EXERCISE REQUIREMENTS
(a) Please copy from the text on employment documents the passage that begins at the words "Senior employment contract" and stops after "to the business.".
(b) List the protective clauses that the text on employment documents names for the non-executive director letter of appointment.

EXTRACT PROVIDED
= Beginning of Section =
What is it? You should always confirm a job offer in writing and ask the candidate to confirm their acceptance of the offer. Why is it important? A job offer letter is a letter offering employment after an interview and summarising the basic terms of employment (if you are providing the employment contract with the offer letter) or summarising the main employment terms (if you will not be providing the employment contract until a later date) Risks Always ensure that the offer letter specifies the conditions to which the offer is subject eg “subject to satisfactory references” and that you retain a signed copy of the offer letter and contract in the staff member’s personnel records.




Non-executive director letter of appointment


What is it? This is a formal letter appointing a person as a non-executive director of a company. It sets out the key terms of the appointment and the director’s duties and responsibilities. Why is it important? As a director is more likely to be exposed to confidential information and have more responsibility this contract will include clauses which help to protect the business’s interests eg garden leave, confidentiality, non-solicitation clauses and restrictive covenants.




Senior employment contract


What is it? This is a more complex contract of employment between a senior employee or director/executive and an employer . It sets out the employment terms and conditions of employment and the standard areas of the employment. Why is it important? As a senior executive is more likely to be exposed to confidential information and have more responsibility this contract will include clauses which help to protect the business’s interests eg garden leave, confidentiality, non-solicitation clauses and restrictive covenants and ensure any intellectual property created by the employee belongs to the business.
= End of Section =
DATA SECTION
= Beginning of Section =
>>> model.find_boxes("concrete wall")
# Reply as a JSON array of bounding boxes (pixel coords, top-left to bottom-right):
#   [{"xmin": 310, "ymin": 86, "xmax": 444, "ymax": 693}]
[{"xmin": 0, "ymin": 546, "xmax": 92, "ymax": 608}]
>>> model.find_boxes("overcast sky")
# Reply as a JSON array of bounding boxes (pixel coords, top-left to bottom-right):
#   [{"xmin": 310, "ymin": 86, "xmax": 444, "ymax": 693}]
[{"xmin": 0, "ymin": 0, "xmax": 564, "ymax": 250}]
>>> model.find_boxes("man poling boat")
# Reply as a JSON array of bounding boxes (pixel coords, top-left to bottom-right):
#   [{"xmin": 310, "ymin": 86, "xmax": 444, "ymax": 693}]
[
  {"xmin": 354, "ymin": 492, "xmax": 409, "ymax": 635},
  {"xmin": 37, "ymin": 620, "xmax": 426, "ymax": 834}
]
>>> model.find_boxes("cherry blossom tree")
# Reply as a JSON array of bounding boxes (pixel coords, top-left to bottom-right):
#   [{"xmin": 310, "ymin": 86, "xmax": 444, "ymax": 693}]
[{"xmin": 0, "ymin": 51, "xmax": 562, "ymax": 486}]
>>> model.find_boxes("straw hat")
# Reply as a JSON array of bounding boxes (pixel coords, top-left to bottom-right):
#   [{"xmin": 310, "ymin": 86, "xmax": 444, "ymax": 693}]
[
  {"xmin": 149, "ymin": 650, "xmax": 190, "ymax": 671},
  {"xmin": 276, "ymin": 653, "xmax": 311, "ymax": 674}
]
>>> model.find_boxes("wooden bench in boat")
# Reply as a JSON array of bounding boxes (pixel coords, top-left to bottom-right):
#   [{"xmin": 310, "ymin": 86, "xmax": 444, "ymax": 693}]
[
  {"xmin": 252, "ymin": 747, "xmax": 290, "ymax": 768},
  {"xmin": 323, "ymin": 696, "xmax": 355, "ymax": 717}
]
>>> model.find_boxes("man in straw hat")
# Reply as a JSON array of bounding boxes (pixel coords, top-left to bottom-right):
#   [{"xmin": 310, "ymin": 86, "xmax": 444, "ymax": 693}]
= End of Section =
REPLIES
(a)
Senior employment contract


What is it? This is a more complex contract of employment between a senior employee or director/executive and an employer . It sets out the employment terms and conditions of employment and the standard areas of the employment. Why is it important? As a senior executive is more likely to be exposed to confidential information and have more responsibility this contract will include clauses which help to protect the business’s interests eg garden leave, confidentiality, non-solicitation clauses and restrictive covenants and ensure any intellectual property created by the employee belongs to the business.

(b)
- garden leave
- confidentiality
- non-solicitation clauses
- restrictive covenants